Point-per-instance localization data
□ □ □ □ □ □ □

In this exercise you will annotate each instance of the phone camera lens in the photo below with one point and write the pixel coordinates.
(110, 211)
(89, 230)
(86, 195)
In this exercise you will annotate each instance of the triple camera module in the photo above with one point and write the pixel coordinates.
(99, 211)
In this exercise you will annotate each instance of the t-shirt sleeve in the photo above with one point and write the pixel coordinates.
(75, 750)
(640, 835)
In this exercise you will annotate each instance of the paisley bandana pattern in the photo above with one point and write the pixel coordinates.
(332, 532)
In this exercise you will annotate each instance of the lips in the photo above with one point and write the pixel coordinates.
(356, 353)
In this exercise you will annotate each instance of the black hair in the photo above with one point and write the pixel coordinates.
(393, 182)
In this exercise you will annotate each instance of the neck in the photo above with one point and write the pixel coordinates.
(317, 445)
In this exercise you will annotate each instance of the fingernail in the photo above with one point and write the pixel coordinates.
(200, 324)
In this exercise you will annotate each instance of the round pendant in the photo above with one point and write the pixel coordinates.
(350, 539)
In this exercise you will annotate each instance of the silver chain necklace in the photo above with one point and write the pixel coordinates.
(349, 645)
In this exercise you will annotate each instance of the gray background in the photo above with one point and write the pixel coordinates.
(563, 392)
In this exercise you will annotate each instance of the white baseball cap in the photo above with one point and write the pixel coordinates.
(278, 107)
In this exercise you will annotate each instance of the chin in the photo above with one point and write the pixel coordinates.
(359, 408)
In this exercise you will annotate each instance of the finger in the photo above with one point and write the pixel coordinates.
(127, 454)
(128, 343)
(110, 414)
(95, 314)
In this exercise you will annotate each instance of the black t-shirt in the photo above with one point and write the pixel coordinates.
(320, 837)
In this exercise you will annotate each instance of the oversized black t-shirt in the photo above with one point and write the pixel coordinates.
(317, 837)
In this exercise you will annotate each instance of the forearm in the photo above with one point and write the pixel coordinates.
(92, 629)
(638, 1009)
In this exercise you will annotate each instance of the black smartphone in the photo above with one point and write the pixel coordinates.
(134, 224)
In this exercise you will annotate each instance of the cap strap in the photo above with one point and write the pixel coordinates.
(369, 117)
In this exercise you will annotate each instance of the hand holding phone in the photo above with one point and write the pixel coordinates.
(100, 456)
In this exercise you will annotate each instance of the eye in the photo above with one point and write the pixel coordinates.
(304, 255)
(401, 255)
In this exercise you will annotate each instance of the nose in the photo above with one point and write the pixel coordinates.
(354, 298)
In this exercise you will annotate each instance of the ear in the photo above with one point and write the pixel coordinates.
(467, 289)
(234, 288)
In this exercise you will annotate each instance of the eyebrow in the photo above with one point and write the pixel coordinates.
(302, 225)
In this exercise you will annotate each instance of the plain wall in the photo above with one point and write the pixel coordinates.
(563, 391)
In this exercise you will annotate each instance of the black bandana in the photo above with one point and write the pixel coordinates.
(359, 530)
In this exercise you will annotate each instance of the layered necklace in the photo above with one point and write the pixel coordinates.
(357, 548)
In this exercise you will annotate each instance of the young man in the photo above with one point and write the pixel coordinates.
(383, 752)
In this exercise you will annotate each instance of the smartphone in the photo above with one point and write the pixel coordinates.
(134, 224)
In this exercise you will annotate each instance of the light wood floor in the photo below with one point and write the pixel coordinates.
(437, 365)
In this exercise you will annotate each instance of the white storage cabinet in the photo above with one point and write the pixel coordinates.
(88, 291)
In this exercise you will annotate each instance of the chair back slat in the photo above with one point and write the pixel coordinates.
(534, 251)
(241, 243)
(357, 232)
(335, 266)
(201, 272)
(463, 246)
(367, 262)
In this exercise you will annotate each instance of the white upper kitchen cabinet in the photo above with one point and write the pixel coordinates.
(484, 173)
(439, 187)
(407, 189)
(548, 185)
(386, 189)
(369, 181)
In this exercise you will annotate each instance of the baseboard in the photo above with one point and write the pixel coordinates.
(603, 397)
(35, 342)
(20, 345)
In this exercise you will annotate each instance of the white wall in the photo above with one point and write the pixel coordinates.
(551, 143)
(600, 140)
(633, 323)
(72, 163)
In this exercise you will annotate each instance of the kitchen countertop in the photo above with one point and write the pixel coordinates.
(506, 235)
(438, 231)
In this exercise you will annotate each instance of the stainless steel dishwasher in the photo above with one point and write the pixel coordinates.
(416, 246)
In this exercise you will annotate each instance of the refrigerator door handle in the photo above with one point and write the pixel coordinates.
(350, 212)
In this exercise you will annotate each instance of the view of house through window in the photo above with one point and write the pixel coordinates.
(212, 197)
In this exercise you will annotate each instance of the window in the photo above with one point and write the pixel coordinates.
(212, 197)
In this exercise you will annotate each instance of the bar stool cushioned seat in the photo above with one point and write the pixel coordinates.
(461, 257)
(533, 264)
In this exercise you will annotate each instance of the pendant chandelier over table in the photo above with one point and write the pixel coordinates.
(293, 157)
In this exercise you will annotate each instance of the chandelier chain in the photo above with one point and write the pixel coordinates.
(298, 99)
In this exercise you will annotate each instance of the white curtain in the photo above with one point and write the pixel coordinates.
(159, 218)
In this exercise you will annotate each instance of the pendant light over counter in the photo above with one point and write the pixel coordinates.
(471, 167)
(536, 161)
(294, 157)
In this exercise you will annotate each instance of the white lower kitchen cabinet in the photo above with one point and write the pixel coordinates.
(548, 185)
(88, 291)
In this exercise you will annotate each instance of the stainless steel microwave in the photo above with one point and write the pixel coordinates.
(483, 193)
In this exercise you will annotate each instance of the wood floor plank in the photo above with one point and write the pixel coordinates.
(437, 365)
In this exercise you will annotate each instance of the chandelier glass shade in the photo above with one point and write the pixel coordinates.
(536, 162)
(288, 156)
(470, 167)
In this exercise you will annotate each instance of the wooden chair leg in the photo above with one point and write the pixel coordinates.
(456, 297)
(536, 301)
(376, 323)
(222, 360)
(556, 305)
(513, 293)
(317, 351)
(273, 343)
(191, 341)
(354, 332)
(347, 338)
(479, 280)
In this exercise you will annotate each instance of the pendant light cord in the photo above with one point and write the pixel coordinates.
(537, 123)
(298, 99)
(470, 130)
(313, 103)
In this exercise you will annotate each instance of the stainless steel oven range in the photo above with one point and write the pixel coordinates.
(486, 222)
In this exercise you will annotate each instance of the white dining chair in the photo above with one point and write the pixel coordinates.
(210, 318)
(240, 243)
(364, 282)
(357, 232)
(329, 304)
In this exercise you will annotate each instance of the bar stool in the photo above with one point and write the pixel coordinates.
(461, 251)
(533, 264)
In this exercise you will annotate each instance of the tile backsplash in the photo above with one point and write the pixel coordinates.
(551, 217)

□ □ □ □ □ □ □

## Requirement
Each entry needs to be given again exactly as it stands.

## Response to the exercise
In this exercise you will annotate each instance of the phone camera lens in the photo below with one point and write the pixel coordinates.
(110, 211)
(89, 230)
(86, 195)
In this exercise you will annotate each instance of the triple camera module in the photo above with one point and write the pixel coordinates.
(99, 211)
In this exercise you will annotate each instance of the t-shirt sleeve in the photo above with one point and write the pixel coordinates.
(75, 750)
(640, 835)
In this exercise you will annotate each instance of the paisley bandana pattern in the photo above with one point and write the pixel coordinates.
(332, 532)
In this exercise you will annotate each instance of the lips in the photo above with one point and write the pixel coordinates.
(356, 353)
In this exercise you will annotate each instance of the black hair in the photo above with one point and write the pixel coordinates.
(393, 182)
In this exercise you will annotate each instance of the neck in the photo above with one point and write the pixel coordinates.
(317, 445)
In this exercise you will annotate each instance of the fingernail in the photo above with one point and write the pixel coordinates.
(200, 324)
In this exercise you will annotate each instance of the round pendant in the photo above with one point and write the pixel coordinates.
(350, 539)
In this exercise you will annotate each instance of the silver chain necklace in the photo above with one point and write the pixel coordinates.
(349, 645)
In this exercise you will annotate each instance of the gray background in the photo above with one point and write the pixel coordinates.
(563, 392)
In this exercise you will annotate each instance of the white baseball cap in the photo above with one point and write the pixel coordinates.
(278, 107)
In this exercise you will annotate each instance of the chin in the photo above with one point and write the pixel coordinates.
(359, 408)
In this exercise you will annotate each instance of the finger in the photo above with one point and write the pixel coordinates.
(127, 454)
(128, 343)
(110, 414)
(95, 314)
In this exercise you will annotate each instance of the black t-shirt in the photo above with one point and write the pixel coordinates.
(320, 837)
In this exercise you will annotate each instance of the oversized black t-shirt in the photo above with one point and write the pixel coordinates.
(317, 837)
In this exercise you will annotate each instance of the forearm in the photo above with one point and write the pixel coordinates.
(92, 629)
(638, 1009)
In this exercise you will annotate each instance of the black smartphone in the photo above with one point and write the pixel coordinates.
(134, 224)
In this exercise you will annotate each instance of the cap strap in the photo above with one point and write the pixel coordinates.
(369, 117)
In this exercise you will annotate each instance of the hand holding phone in the photo above with one point and write the pixel coordinates.
(100, 456)
In this exercise you will annotate each instance of the eye in the photo above with one point and write the pixel coordinates.
(304, 255)
(401, 255)
In this exercise you will annotate each instance of the nose in the photo above with one point and write the pixel coordinates.
(354, 298)
In this exercise you will annotate each instance of the ear in the photo above with one point and write the pixel coordinates.
(467, 289)
(234, 288)
In this exercise you will annotate each instance of the eyebrow in the photo above with one point and write the pixel coordinates.
(302, 225)
In this exercise you will annotate each instance of the plain wall in the photo above with one point and write the pixel coordinates.
(563, 391)
In this exercise you will annotate each instance of the black bandana in the photo above with one point and write the pixel coordinates.
(359, 530)
In this exercise you will annotate each instance of the layered necklace in the photo above with one point and write the pixel coordinates.
(357, 548)
In this exercise you will annotate each instance of the young man in the photo above with one point and write the pixel coordinates.
(383, 752)
In this exercise you will annotate each instance of the smartphone in the photo above with one point and write the pixel coordinates.
(134, 224)
In this exercise you will annotate each instance of the light wood floor in the photo below with one point and write the pixel coordinates.
(437, 365)
In this exercise you will annotate each instance of the white storage cabinet in the photo above with one point and write the pixel coordinates.
(88, 291)
In this exercise you will annotate each instance of the chair back slat in the photo above with one point and write the pixel coordinates.
(534, 251)
(241, 243)
(357, 232)
(335, 266)
(201, 272)
(463, 246)
(367, 262)
In this exercise you will annotate each instance of the white upper kitchen cabinet in the photo above with one point and write the pixel coordinates.
(484, 173)
(439, 187)
(407, 189)
(548, 185)
(386, 189)
(369, 181)
In this exercise you will annotate each instance of the baseboard in the photo above with one point and write the pixel coordinates.
(603, 397)
(35, 342)
(20, 345)
In this exercise you will annotate each instance of the white wall in the photo above with one point and write the pixel coordinates.
(551, 143)
(600, 140)
(633, 323)
(72, 163)
In this exercise you will annotate each instance of the kitchen countertop in the photo above with one point and write the pixel coordinates.
(506, 235)
(438, 231)
In this exercise you will annotate each instance of the stainless steel dishwasher in the photo above with one point and write the pixel coordinates.
(416, 246)
In this exercise you will annotate each instance of the refrigerator door handle in the photo above with one point and write the pixel coordinates.
(350, 212)
In this exercise you will annotate each instance of the view of house through window in the photo above with one point and write the pixel coordinates.
(212, 197)
In this exercise you will annotate each instance of the window in the photo above with one point and write the pixel coordinates.
(212, 197)
In this exercise you will annotate each instance of the bar stool cushioned seat in the photo above with one point and write the pixel coordinates.
(461, 257)
(533, 264)
In this exercise you will annotate each instance of the pendant chandelier over table in the photo above with one point and write the pixel coordinates.
(293, 157)
In this exercise you will annotate each instance of the chandelier chain in the photo above with one point and write the pixel coordinates.
(298, 99)
In this exercise you will annotate each instance of the white curtain in the photo above with one point and write the pixel coordinates.
(159, 218)
In this exercise you will annotate each instance of the pendant light over counter in the photo above with one point and write the pixel coordinates.
(471, 167)
(536, 161)
(294, 157)
In this exercise you will annotate each instance of the white lower kitchen cabinet in the photo above with one point and write the pixel coordinates.
(548, 185)
(88, 291)
In this exercise you will annotate each instance of the stainless steel microwave in the photo above with one point and write the pixel coordinates.
(483, 193)
In this exercise you will annotate each instance of the wood floor plank in the photo above with one point and write the pixel coordinates.
(437, 365)
In this exercise you will annotate each instance of the chandelier glass shade in the photo above with one point and write the pixel coordinates.
(536, 162)
(288, 156)
(470, 167)
In this exercise you will annotate each instance of the wooden chair leg in the photo above with one point and write the pixel coordinates.
(456, 297)
(536, 301)
(376, 323)
(222, 360)
(556, 305)
(513, 293)
(317, 351)
(273, 343)
(191, 341)
(354, 332)
(347, 338)
(479, 280)
In this exercise you will annotate each instance of the pendant light cord in the photo above with one point and write the pixel coordinates.
(537, 123)
(298, 99)
(470, 130)
(313, 103)
In this exercise you will annotate each instance of the stainless steel oven range in the photo above with one point and write the pixel coordinates.
(486, 222)
In this exercise you will annotate each instance of the white dining chair in the photo above with one point and write the pixel coordinates.
(210, 318)
(240, 243)
(364, 282)
(357, 232)
(329, 304)
In this exercise you will annotate each instance of the bar stool in the photo above with one point and write the pixel coordinates.
(461, 251)
(533, 264)
In this exercise you will annotate each instance of the tile backsplash in the photo above with one point and write the pixel coordinates.
(551, 217)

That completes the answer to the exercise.